:: Given problem ::
Change every "integer pixel coordinates" in the records below to "whole-number pixel coordinates", and leave all other text unchanged.
═════ Data shown ═════
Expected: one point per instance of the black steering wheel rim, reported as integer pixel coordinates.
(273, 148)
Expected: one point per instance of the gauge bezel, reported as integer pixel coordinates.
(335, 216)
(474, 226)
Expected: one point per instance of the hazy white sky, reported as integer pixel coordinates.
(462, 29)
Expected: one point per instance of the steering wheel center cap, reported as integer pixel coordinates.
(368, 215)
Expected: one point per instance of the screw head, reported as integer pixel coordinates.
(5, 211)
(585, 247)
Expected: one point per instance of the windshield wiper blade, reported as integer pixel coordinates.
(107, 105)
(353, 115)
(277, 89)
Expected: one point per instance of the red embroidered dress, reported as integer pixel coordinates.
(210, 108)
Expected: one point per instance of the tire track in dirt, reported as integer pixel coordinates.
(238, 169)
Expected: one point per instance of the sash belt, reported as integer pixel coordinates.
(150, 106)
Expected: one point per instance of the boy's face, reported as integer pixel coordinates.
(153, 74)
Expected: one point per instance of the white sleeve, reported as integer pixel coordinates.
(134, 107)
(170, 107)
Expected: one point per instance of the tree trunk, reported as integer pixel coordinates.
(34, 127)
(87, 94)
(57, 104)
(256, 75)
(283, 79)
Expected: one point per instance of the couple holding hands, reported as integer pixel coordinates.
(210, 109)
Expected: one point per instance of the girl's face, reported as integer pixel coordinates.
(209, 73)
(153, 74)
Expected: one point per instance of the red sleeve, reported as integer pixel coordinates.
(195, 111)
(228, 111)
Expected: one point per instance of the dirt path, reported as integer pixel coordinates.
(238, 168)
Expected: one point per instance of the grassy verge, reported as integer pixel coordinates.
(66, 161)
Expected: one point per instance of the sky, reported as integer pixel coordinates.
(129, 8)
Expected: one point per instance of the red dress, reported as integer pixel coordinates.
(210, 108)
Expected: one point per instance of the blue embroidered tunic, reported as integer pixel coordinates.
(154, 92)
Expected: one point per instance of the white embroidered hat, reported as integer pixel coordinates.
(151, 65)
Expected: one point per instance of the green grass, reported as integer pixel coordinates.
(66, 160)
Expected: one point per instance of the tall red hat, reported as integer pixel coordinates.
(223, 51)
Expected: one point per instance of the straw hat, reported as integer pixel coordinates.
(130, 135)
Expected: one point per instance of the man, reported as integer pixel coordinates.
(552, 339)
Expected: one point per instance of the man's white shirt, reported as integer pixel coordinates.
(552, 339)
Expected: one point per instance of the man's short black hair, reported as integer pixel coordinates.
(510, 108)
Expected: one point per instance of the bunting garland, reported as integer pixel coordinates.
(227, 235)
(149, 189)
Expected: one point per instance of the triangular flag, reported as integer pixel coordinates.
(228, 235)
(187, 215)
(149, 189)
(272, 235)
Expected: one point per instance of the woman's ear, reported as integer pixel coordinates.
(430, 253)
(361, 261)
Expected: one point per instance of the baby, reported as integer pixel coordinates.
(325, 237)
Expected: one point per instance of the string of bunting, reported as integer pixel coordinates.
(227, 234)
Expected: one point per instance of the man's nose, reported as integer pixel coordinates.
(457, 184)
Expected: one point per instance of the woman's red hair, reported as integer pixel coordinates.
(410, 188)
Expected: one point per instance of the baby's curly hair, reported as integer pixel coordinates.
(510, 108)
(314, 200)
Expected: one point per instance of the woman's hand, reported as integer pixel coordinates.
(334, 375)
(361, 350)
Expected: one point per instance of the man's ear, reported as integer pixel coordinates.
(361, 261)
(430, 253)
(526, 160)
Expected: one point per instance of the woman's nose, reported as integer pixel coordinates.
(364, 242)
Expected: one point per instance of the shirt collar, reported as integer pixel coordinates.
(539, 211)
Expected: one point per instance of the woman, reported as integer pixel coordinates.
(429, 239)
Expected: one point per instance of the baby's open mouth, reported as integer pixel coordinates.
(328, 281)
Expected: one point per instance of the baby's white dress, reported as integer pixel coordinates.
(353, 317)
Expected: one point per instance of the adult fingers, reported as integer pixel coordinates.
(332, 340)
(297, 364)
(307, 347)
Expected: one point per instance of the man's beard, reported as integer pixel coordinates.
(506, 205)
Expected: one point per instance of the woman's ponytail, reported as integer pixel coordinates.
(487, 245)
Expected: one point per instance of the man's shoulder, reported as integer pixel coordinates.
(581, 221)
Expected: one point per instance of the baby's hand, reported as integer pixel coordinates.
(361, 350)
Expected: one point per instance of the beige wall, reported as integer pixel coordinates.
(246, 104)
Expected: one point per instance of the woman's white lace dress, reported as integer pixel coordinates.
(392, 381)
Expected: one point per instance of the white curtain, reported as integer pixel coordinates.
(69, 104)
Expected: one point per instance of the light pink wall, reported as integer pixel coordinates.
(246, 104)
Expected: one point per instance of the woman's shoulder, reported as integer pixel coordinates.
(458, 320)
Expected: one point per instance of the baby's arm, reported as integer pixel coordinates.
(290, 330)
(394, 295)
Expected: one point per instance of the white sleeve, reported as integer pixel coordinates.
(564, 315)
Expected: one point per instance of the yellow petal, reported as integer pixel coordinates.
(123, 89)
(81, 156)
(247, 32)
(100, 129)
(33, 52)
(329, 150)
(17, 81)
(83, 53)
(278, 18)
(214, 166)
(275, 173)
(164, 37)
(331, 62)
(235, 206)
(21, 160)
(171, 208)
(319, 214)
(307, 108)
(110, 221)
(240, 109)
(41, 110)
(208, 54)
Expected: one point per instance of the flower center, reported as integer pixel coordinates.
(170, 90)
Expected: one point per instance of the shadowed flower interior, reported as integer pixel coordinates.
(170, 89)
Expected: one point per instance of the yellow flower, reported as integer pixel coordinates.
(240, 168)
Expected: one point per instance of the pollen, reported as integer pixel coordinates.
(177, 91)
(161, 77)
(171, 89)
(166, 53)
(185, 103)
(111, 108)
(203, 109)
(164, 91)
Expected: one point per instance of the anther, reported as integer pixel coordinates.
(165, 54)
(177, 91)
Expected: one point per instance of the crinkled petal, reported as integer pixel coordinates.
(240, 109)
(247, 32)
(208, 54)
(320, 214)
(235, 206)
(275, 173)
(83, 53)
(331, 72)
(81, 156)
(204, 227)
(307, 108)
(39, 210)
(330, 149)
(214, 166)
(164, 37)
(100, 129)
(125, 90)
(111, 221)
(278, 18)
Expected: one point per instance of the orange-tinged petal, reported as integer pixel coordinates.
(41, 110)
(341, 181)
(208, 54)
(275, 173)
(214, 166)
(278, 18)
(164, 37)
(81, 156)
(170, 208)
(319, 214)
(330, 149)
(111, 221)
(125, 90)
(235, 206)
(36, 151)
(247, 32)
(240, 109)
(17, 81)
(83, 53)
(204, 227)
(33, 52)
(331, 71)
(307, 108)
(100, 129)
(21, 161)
═════
:: The reply ::
Expected: one point per instance of the black steering wheel rim, reported as whole-number pixel coordinates.
(273, 148)
Expected: one point per instance of the gauge bezel, reported as whole-number pixel coordinates.
(335, 216)
(474, 226)
Expected: one point per instance of the hazy white sky, reported as whole-number pixel coordinates.
(462, 29)
Expected: one point per instance of the steering wheel center cap, reported as whole-number pixel coordinates.
(368, 215)
Expected: one point per instance of the screw head, reported as whole-number pixel coordinates.
(5, 211)
(585, 247)
Expected: one point per instance of the windshield wiper blade, reported as whole-number pixel coordinates.
(107, 105)
(353, 115)
(277, 89)
Expected: one point per instance of the red embroidered dress, reported as whole-number pixel coordinates.
(210, 108)
Expected: one point per instance of the tire track in dirt, reported as whole-number pixel coordinates.
(238, 169)
Expected: one point per instance of the sash belt, reported as whole-number pixel coordinates.
(150, 106)
Expected: one point per instance of the boy's face, reported as whole-number pixel coordinates.
(153, 74)
Expected: one point per instance of the white sleeve, reported as whole-number pixel coordinates.
(134, 107)
(170, 107)
Expected: one point per instance of the tree trunk, reported as whole-number pixel coordinates.
(34, 127)
(87, 94)
(57, 104)
(256, 75)
(283, 79)
Expected: one point per instance of the couple holding hands, reported as whole-number pixel coordinates.
(210, 109)
Expected: one point per instance of the girl's face, reported as whole-number pixel coordinates.
(209, 73)
(153, 74)
Expected: one point per instance of the red sleeve, reported as whole-number pixel coordinates.
(195, 111)
(228, 111)
Expected: one point per instance of the dirt path, reported as whole-number pixel coordinates.
(238, 168)
Expected: one point per instance of the grassy verge, reported as whole-number pixel coordinates.
(66, 161)
Expected: one point per instance of the sky, reported as whole-number pixel coordinates.
(129, 8)
Expected: one point per instance of the red dress, reported as whole-number pixel coordinates.
(210, 108)
Expected: one point per instance of the blue embroidered tunic, reported as whole-number pixel coordinates.
(154, 92)
Expected: one point per instance of the white embroidered hat, reported as whole-number pixel coordinates.
(151, 65)
Expected: one point per instance of the green grass, reported as whole-number pixel coordinates.
(66, 160)
Expected: one point per instance of the tall red hat, reported as whole-number pixel coordinates.
(223, 51)
Expected: one point per instance of the straw hat, reported as whole-number pixel coordinates.
(130, 135)
Expected: one point per instance of the man, reported as whole-number pixel coordinates.
(552, 339)
Expected: one point per instance of the man's white shirt, reported as whole-number pixel coordinates.
(552, 339)
Expected: one point per instance of the man's short black hair, reported as whole-number pixel coordinates.
(510, 108)
Expected: one point per instance of the bunting garland, reported as whole-number pixel coordinates.
(227, 235)
(149, 189)
Expected: one point per instance of the triangular flag, reported as whole-number pixel coordinates.
(228, 235)
(187, 215)
(149, 189)
(272, 235)
Expected: one point per instance of the woman's ear, reported as whole-number pixel coordinates.
(430, 253)
(361, 261)
Expected: one point per instance of the baby, reported as whole-number pixel coordinates.
(325, 237)
Expected: one point per instance of the string of bunting, reported as whole-number pixel coordinates.
(227, 234)
Expected: one point per instance of the man's nose, reported as whole-number pixel coordinates.
(457, 184)
Expected: one point per instance of the woman's red hair, reported as whole-number pixel coordinates.
(410, 188)
Expected: one point per instance of the baby's curly hair, reported as whole-number pixel coordinates.
(510, 108)
(314, 200)
Expected: one point per instance of the woman's hand, reported as whole-number pixel coordinates.
(334, 375)
(361, 350)
Expected: one point per instance of the man's ear, reported as whole-number pixel coordinates.
(361, 261)
(430, 253)
(526, 160)
Expected: one point per instance of the woman's nose, reported as whole-number pixel coordinates.
(364, 242)
Expected: one point per instance of the shirt collar, reported as whole-number pixel coordinates.
(539, 211)
Expected: one point per instance of the woman, reported as whole-number pixel coordinates.
(429, 239)
Expected: one point per instance of the baby's open mouth, reported as whole-number pixel coordinates.
(328, 281)
Expected: one point per instance of the baby's white dress, reported as whole-number pixel coordinates.
(353, 317)
Expected: one point per instance of the adult fingers, reported as whole-number pixel coordinates.
(332, 340)
(297, 364)
(307, 347)
Expected: one point per instance of the man's beard, reported as whole-number pixel coordinates.
(506, 205)
Expected: one point per instance of the woman's ponytail, reported as whole-number pixel coordinates.
(487, 245)
Expected: one point per instance of the man's shoulder, reported as whole-number pixel coordinates.
(581, 221)
Expected: one point per instance of the baby's hand, reported as whole-number pixel coordinates.
(361, 350)
Expected: one point per instance of the beige wall, reported as whole-number pixel coordinates.
(246, 104)
Expected: one point per instance of the woman's white lace dress, reported as whole-number pixel coordinates.
(392, 381)
Expected: one point per instance of the white curtain, reported as whole-number pixel coordinates.
(69, 104)
Expected: one point per instance of the light pink wall, reported as whole-number pixel coordinates.
(246, 104)
Expected: one point per instance of the woman's shoulder, reported as whole-number pixel coordinates.
(458, 320)
Expected: one point per instance of the baby's arm, reported as whole-number pixel coordinates.
(290, 330)
(394, 295)
Expected: one point per instance of the white sleeve, reported as whole-number pixel coordinates.
(564, 315)
Expected: one point per instance of the yellow petal, reported as whole-number pixel coordinates.
(123, 89)
(81, 156)
(247, 32)
(100, 129)
(33, 52)
(329, 150)
(17, 81)
(83, 53)
(278, 18)
(214, 166)
(275, 173)
(164, 37)
(331, 62)
(235, 206)
(21, 160)
(171, 208)
(319, 214)
(307, 108)
(110, 221)
(240, 109)
(41, 110)
(208, 54)
Expected: one point per instance of the flower center, reported as whole-number pixel coordinates.
(170, 90)
Expected: one point per instance of the shadowed flower interior, reported as whole-number pixel coordinates.
(170, 89)
Expected: one point per instance of the yellow flower, reported as whole-number pixel coordinates.
(240, 168)
Expected: one point per instance of the pollen, reported as whole-number pixel coordinates.
(177, 91)
(161, 77)
(171, 89)
(166, 53)
(185, 103)
(111, 108)
(203, 109)
(164, 91)
Expected: one point per instance of the anther, reported as whole-number pixel coordinates.
(165, 54)
(177, 91)
Expected: one point per instance of the crinkled petal, reported as whole-number pixel coordinates.
(240, 109)
(247, 32)
(208, 54)
(320, 214)
(235, 206)
(275, 173)
(83, 53)
(331, 72)
(81, 156)
(204, 227)
(307, 108)
(39, 210)
(330, 149)
(214, 166)
(164, 37)
(100, 129)
(125, 90)
(111, 221)
(278, 18)
Expected: one point per instance of the orange-tinged petal, reported as whole-number pixel coordinates.
(41, 110)
(341, 181)
(208, 54)
(275, 173)
(214, 166)
(278, 18)
(164, 37)
(81, 156)
(170, 208)
(319, 214)
(330, 149)
(111, 221)
(125, 90)
(235, 206)
(36, 151)
(247, 32)
(240, 109)
(17, 81)
(83, 53)
(204, 227)
(33, 52)
(331, 71)
(307, 108)
(100, 129)
(21, 161)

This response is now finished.